* Work required:
Copy the lines below word for word, omitting the pictures.
======== Dataset excerpts ========
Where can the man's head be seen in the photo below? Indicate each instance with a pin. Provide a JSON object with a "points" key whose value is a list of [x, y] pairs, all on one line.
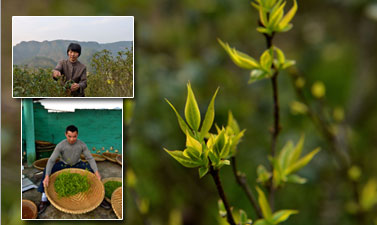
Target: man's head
{"points": [[73, 52], [71, 133]]}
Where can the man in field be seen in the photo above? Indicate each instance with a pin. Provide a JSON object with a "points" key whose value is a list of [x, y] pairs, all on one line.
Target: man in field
{"points": [[69, 150], [74, 72]]}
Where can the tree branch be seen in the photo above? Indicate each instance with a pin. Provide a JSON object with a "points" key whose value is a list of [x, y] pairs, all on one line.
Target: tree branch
{"points": [[241, 180], [215, 175]]}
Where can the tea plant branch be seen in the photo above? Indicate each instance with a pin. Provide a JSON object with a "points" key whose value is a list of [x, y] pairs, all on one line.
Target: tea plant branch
{"points": [[321, 125], [215, 175], [276, 128], [330, 138], [241, 180]]}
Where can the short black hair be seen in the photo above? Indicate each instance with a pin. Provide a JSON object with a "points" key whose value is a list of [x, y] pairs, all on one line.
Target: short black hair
{"points": [[71, 128], [74, 47]]}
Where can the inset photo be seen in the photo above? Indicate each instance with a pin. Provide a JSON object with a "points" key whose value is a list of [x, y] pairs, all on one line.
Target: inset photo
========
* Correct answer:
Where can the man's head be seen in the photo below? Indicate each instance with a pin. Provide a JSON object with a "points" key whose value is a list of [x, y] pairs, all on one line.
Target: man's head
{"points": [[73, 52], [71, 133]]}
Where can the man in field be seen in the photo above? Indicate each instance with a pin. Provide a JSON object with a "points" key whose value is a list of [x, y] pairs, all on one line.
Target: man in field
{"points": [[69, 150], [74, 72]]}
Where can the tree branch be seen in the photo above? Indicate each instance with a pin. Provide a JSON object with a "points" key whose value is a list of [x, y] pairs, all on one line.
Target: tree branch
{"points": [[241, 180], [215, 175]]}
Where can the tea plant branch be seen in the photo above? Indicate each instance with a pin. Provide a JSON object with a "points" key whose value is a list of [x, y] pairs, all on one line.
Target: tea plant branch
{"points": [[321, 125], [215, 175], [276, 128], [330, 138], [241, 180]]}
Where can the short black hair be seen in the photo above? Indicate each instance with a pin. Provide a JSON object with a "points" key whose value is a list of [x, y] pairs, all on one line.
Target: short black hair
{"points": [[71, 128], [74, 47]]}
Where can the inset photo be seen in the photo above? Indicate each instance with a pin. Provide a JSON object with a "points" key whose value is a list of [x, y] pairs, all on one line.
Target: inset photo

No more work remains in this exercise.